• Exercise requirements
Word for word, transcribe the lines from the one containing "Rules: place one point on every instance of the window." through the end of the entries, both included, and nothing else.

Image location labeling entries:
* BEGIN *

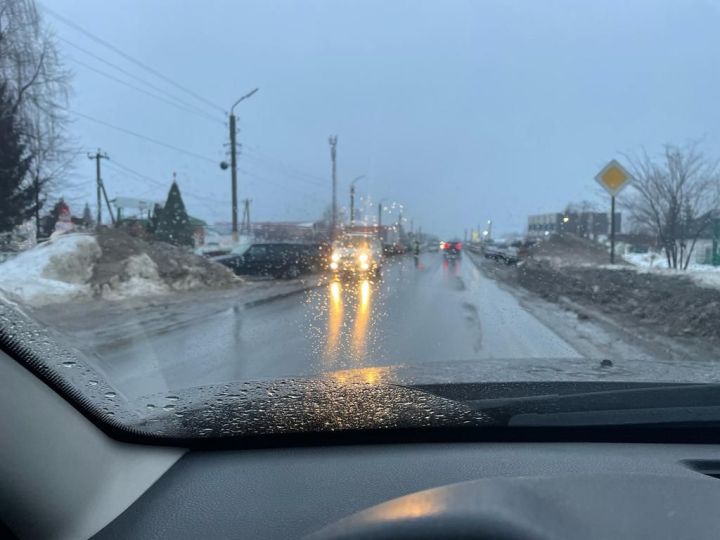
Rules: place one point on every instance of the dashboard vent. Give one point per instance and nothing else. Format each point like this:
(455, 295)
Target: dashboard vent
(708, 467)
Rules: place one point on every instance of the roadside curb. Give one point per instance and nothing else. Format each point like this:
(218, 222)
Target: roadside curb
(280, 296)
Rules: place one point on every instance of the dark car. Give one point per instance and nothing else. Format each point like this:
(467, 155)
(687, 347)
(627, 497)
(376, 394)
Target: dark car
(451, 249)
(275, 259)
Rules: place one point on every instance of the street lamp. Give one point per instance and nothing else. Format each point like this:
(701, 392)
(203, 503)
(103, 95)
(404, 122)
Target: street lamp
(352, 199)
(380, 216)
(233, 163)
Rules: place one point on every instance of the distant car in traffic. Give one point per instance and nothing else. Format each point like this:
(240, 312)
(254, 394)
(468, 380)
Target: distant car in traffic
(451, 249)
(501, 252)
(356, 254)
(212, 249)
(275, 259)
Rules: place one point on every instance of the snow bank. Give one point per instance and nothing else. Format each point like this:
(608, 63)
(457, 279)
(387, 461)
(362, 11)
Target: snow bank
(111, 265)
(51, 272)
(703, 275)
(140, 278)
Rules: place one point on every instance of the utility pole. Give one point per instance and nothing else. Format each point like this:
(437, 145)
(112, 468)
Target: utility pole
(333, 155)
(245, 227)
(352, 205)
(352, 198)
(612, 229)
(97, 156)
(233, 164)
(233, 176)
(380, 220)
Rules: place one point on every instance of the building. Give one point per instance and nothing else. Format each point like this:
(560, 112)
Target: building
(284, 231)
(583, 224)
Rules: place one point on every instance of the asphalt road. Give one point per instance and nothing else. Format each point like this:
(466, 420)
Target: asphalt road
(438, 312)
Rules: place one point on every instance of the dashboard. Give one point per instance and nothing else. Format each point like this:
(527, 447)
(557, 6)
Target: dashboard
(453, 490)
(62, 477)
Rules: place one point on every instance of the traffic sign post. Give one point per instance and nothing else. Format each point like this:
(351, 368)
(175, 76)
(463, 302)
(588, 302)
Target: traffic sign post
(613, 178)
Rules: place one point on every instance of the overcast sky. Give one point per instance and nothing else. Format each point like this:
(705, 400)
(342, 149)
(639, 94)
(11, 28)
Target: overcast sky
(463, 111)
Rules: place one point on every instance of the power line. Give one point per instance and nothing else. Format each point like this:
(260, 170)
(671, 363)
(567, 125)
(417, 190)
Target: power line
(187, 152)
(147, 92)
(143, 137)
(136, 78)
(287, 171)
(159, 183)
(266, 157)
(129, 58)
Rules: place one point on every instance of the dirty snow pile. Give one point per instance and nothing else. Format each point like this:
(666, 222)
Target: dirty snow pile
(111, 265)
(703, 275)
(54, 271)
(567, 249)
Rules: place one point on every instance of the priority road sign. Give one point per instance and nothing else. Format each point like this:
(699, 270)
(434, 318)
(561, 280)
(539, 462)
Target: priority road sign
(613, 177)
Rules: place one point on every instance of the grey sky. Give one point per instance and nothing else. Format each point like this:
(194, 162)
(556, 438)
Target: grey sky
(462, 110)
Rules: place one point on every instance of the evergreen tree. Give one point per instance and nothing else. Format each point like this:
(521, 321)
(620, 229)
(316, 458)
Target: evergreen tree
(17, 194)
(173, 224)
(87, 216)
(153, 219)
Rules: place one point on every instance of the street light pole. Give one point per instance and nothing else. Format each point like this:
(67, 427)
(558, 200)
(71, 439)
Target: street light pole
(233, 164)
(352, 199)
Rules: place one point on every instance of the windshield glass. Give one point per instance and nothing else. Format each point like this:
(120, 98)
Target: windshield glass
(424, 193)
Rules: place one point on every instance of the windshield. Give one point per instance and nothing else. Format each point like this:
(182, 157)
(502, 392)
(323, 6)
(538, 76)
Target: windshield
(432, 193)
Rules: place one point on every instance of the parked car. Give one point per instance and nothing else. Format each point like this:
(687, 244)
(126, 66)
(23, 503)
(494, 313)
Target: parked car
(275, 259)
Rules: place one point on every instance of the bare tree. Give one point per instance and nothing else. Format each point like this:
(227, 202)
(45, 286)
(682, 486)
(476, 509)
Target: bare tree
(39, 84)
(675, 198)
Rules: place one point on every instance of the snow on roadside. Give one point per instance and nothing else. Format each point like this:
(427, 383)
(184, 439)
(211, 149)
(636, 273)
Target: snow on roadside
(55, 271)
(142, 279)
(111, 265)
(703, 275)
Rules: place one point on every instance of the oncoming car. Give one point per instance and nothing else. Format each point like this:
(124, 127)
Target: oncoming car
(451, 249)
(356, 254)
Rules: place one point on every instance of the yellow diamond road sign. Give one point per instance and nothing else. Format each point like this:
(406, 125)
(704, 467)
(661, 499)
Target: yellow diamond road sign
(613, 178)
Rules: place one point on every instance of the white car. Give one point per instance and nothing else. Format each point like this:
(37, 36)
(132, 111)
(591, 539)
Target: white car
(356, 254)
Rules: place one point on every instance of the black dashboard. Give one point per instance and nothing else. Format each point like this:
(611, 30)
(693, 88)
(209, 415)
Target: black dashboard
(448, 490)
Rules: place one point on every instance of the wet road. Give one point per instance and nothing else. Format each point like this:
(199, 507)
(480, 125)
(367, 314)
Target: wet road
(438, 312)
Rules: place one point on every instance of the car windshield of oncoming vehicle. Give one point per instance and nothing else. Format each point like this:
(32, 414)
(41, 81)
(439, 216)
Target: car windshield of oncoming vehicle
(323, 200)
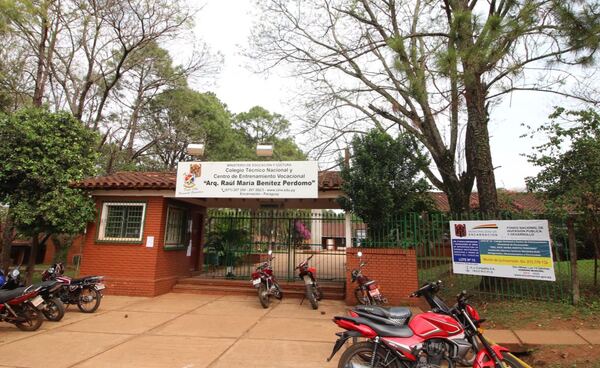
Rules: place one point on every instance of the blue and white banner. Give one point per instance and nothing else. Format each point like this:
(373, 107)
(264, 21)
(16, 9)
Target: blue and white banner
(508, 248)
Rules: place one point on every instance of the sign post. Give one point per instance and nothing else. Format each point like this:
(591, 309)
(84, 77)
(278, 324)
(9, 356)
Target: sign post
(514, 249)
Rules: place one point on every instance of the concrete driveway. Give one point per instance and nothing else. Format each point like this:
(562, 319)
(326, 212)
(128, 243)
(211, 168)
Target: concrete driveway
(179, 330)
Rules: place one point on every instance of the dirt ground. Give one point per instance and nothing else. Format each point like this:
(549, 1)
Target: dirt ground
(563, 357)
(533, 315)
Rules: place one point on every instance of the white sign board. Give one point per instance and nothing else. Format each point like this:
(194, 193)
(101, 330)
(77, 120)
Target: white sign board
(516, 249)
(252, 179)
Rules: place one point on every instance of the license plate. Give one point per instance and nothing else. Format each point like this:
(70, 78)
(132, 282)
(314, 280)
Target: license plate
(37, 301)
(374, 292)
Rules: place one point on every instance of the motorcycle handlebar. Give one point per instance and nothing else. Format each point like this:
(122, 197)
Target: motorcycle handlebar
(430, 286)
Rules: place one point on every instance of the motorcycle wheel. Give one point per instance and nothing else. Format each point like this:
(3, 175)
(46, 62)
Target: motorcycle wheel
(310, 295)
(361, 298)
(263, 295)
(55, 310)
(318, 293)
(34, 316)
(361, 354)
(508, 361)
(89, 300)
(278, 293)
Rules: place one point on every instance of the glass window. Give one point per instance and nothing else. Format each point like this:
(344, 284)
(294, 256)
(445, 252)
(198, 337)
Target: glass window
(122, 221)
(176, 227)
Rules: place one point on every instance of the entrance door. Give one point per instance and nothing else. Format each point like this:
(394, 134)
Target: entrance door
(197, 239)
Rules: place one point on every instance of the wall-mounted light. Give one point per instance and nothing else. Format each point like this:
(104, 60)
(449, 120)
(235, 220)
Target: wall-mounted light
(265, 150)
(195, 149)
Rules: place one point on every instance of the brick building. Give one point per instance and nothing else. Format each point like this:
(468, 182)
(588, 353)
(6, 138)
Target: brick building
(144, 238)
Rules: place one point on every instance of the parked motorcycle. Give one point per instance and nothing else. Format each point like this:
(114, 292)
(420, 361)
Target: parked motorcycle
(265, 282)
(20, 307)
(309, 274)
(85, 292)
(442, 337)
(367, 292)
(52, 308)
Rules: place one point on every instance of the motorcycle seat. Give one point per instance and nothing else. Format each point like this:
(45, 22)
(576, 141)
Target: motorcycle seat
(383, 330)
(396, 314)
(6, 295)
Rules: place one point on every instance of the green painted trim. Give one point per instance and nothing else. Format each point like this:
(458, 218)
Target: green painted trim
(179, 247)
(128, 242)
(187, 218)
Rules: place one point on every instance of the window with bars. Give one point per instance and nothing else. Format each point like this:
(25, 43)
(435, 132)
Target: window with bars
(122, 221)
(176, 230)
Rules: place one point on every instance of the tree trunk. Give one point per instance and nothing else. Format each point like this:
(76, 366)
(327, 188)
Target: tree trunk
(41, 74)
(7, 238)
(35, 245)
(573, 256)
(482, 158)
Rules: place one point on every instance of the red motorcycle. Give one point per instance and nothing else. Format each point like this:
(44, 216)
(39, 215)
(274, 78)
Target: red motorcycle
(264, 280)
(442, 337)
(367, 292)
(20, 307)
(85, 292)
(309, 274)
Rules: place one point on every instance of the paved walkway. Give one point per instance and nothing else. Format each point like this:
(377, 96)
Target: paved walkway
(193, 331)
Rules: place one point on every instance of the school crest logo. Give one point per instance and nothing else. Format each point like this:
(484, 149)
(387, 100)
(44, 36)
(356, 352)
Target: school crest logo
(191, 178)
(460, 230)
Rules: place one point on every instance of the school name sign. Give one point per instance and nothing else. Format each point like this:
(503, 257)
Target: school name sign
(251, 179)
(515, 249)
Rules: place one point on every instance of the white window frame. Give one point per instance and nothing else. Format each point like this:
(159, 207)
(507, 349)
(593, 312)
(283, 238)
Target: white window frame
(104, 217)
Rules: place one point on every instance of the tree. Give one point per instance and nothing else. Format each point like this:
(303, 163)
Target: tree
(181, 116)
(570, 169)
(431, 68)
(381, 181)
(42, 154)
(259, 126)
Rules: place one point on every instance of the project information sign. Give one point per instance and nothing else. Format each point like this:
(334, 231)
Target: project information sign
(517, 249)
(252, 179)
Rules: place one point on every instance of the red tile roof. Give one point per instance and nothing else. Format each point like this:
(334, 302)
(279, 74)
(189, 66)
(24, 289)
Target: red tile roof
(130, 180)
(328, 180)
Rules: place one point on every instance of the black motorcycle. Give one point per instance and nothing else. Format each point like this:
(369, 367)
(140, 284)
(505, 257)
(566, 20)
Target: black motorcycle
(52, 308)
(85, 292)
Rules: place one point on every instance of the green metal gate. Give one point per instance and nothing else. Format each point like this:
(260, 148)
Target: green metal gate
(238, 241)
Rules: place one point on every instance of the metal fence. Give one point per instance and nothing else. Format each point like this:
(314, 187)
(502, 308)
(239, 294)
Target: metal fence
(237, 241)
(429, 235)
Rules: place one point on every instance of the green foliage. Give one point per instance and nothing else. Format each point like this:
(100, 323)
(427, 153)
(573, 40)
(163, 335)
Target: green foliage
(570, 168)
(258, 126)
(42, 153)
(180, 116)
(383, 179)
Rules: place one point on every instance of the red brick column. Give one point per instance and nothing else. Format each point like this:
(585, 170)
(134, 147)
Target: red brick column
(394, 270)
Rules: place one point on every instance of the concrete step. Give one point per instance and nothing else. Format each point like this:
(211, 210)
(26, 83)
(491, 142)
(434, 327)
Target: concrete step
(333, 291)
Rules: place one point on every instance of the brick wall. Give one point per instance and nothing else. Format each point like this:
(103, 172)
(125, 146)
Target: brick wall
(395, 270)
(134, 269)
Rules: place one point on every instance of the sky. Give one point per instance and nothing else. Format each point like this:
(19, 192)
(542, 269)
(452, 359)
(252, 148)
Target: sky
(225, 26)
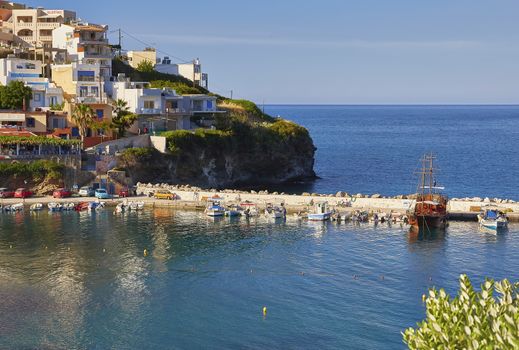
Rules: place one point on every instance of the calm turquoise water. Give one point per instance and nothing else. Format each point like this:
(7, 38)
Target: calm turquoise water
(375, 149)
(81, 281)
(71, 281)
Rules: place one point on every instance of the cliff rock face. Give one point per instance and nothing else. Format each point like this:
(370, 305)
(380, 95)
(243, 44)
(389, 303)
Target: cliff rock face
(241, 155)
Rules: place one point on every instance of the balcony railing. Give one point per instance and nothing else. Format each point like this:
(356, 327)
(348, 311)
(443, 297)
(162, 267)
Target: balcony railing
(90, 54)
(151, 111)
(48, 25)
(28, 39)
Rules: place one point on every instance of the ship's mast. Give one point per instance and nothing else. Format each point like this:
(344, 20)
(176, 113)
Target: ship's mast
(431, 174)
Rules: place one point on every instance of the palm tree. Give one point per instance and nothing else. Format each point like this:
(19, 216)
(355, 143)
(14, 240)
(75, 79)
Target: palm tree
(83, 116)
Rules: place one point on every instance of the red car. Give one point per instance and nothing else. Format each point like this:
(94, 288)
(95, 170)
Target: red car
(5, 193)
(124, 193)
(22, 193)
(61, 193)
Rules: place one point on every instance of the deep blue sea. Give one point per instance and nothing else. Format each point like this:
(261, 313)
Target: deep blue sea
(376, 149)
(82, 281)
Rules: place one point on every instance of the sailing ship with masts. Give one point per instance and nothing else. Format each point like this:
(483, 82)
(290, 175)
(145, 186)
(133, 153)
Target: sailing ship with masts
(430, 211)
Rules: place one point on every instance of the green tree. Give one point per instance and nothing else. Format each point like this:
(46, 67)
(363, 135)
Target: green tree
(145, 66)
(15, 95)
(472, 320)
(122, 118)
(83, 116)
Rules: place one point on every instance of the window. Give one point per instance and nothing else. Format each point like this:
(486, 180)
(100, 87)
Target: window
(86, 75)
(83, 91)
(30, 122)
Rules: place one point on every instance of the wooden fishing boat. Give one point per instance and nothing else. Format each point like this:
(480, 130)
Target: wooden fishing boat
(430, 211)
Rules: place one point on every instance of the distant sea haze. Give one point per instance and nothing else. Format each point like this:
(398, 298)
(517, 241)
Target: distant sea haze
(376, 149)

* END *

• Task output
Rules: place one point on every instance of the window. Give one point per instance and nothing else. Format each point like this:
(486, 180)
(100, 87)
Target: window
(86, 75)
(83, 91)
(30, 122)
Rules: place one point on every instance of the wooden fishing boat. Give one point per instance and nothing else. Format each point like this:
(480, 130)
Target: wooden fishing boat
(430, 211)
Rules: place one point on every instance of the distant sea haze. Give one point per instance and nothing else. Format each point like this:
(398, 298)
(517, 241)
Target: distant sea haze
(376, 149)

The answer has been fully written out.